■ The request
Revise the data from its first line through the line containing "M 78 73 L 69", changing "all instances" to "every instance" and leaving everything else as it is. Give back only those lines.

■ Information given
☆ ☆ ☆ ☆ ☆

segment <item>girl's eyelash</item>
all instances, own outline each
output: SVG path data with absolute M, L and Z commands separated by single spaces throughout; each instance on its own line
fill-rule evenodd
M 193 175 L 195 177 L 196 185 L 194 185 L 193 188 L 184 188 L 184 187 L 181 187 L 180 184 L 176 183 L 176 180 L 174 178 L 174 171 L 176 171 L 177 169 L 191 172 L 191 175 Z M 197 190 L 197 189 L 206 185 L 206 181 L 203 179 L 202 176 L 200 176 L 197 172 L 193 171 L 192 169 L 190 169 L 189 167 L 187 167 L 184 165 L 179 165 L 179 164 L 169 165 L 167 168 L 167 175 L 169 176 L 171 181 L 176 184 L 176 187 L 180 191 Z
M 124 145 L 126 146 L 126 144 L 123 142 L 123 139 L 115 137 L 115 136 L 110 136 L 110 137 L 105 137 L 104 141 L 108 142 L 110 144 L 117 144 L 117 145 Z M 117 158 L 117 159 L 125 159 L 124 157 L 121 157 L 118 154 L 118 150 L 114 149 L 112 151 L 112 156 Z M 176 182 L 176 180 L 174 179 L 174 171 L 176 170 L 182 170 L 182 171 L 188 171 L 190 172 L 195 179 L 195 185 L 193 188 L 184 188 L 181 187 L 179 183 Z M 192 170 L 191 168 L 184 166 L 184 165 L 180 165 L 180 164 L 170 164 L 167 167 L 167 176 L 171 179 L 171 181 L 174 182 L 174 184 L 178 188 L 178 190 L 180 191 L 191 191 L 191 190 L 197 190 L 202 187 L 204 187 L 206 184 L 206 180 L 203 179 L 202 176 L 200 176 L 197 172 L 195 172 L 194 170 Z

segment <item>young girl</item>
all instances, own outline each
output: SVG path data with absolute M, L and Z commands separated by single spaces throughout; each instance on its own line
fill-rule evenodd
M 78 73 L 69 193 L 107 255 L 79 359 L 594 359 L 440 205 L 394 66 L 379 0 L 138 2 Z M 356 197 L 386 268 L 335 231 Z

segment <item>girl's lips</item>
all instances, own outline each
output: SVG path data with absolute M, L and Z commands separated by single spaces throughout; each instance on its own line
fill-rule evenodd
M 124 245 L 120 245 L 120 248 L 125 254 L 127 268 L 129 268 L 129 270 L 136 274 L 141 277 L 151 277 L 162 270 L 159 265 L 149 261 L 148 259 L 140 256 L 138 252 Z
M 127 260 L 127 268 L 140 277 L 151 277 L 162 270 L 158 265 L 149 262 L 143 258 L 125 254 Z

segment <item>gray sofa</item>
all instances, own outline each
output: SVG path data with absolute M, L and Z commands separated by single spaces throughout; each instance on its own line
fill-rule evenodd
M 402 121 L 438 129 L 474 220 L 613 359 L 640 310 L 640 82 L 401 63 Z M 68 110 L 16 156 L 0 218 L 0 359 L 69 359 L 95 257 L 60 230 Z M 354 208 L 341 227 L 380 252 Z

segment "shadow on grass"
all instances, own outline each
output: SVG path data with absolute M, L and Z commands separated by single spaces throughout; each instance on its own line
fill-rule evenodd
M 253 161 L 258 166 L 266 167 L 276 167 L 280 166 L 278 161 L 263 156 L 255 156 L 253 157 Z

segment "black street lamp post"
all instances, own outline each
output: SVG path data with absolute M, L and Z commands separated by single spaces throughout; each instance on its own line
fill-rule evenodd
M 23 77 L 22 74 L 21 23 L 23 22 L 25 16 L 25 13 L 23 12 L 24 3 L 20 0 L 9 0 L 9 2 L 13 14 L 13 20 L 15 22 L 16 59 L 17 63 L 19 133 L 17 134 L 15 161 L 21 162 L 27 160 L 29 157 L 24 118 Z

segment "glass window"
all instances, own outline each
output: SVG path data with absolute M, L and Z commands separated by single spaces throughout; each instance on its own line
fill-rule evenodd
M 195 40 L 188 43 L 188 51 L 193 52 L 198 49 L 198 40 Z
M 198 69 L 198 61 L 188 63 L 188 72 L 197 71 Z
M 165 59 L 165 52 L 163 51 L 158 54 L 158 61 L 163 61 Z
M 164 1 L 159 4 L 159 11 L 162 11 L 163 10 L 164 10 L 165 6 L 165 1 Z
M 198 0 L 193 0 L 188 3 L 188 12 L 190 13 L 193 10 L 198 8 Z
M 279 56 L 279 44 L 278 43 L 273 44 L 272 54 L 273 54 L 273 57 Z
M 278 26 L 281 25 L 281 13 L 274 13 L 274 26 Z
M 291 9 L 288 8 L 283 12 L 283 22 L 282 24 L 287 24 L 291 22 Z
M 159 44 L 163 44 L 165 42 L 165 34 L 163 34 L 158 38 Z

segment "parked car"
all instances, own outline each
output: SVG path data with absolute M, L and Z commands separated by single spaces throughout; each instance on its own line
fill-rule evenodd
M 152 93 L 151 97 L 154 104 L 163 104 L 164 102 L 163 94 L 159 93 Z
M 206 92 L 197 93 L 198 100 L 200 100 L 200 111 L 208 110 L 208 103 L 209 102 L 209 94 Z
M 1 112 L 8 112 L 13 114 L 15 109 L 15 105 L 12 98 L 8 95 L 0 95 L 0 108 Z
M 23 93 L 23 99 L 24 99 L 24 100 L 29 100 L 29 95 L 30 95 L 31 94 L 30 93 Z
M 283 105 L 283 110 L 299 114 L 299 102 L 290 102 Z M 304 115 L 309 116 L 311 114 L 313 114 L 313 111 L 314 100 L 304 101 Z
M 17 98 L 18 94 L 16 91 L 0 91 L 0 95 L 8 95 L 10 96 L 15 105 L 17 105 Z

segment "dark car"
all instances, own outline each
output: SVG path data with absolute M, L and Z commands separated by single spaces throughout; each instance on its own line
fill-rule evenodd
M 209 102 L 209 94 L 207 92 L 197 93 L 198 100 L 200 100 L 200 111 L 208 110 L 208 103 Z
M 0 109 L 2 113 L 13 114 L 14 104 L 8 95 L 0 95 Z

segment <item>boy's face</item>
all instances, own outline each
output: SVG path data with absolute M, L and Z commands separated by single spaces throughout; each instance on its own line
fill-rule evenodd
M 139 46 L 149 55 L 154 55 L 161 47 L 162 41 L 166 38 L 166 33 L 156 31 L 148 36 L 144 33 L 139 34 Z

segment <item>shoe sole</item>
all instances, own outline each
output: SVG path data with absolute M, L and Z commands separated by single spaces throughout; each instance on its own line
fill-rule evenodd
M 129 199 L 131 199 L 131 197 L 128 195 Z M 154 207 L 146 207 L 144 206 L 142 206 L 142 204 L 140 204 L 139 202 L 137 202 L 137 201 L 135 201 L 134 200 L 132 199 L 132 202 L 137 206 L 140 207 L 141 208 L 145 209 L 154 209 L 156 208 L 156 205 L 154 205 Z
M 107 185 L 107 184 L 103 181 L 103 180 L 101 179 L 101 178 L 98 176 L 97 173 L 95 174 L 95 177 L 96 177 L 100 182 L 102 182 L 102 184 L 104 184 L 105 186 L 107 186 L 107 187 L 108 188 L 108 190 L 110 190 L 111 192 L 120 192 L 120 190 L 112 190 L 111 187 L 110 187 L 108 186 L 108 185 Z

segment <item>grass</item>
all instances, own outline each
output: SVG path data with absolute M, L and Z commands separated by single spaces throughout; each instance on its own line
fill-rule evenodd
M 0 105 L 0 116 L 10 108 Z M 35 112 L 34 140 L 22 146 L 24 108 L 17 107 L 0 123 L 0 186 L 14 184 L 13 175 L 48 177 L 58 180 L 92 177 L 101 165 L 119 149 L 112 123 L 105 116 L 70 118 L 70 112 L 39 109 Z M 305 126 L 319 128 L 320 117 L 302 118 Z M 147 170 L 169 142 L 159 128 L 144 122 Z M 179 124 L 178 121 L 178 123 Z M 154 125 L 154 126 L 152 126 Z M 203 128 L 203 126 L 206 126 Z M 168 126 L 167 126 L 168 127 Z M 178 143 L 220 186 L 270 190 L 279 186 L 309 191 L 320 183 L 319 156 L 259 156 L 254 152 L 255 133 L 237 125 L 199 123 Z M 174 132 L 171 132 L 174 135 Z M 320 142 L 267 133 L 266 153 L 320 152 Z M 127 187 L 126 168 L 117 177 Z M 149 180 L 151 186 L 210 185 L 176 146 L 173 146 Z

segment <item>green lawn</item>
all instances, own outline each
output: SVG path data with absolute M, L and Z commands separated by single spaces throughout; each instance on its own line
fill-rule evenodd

☆ ☆ ☆ ☆ ☆

■ Task output
segment <item>girl's eyelash</item>
every instance, own outline each
output: SVG path data with absolute M, L and Z commands separated by single spaces throughout; each instance on its own line
fill-rule evenodd
M 193 175 L 195 177 L 196 185 L 194 185 L 193 188 L 184 188 L 184 187 L 181 187 L 180 184 L 176 183 L 176 180 L 174 178 L 174 171 L 176 171 L 177 169 L 191 172 L 191 175 Z M 197 190 L 197 189 L 206 185 L 206 181 L 203 179 L 202 176 L 200 176 L 197 172 L 193 171 L 192 169 L 190 169 L 189 167 L 187 167 L 184 165 L 179 165 L 179 164 L 169 165 L 167 168 L 167 175 L 169 176 L 171 181 L 176 184 L 176 187 L 180 191 Z
M 124 145 L 126 146 L 126 144 L 123 142 L 123 139 L 115 137 L 115 136 L 110 136 L 110 137 L 105 137 L 104 141 L 108 142 L 110 144 L 117 144 L 117 145 Z M 117 158 L 117 159 L 125 159 L 124 157 L 121 157 L 118 154 L 118 150 L 114 149 L 112 151 L 112 156 Z M 176 182 L 176 180 L 174 179 L 174 171 L 176 170 L 182 170 L 182 171 L 188 171 L 190 172 L 195 179 L 195 185 L 193 188 L 184 188 L 181 187 L 179 183 Z M 192 170 L 191 168 L 184 166 L 184 165 L 180 165 L 180 164 L 170 164 L 167 167 L 167 176 L 171 179 L 171 181 L 174 182 L 174 184 L 178 188 L 178 190 L 180 191 L 191 191 L 191 190 L 197 190 L 202 187 L 204 187 L 206 184 L 206 180 L 203 179 L 202 176 L 200 176 L 197 172 L 195 172 L 194 170 Z

segment <item>young girl</item>
every instance, own outline each
output: SVG path data with absolute M, L and Z commands separated by single spaces throughout; each instance on its own line
fill-rule evenodd
M 78 73 L 69 193 L 107 255 L 79 359 L 594 359 L 440 205 L 394 66 L 379 0 L 138 2 Z M 356 197 L 386 268 L 335 231 Z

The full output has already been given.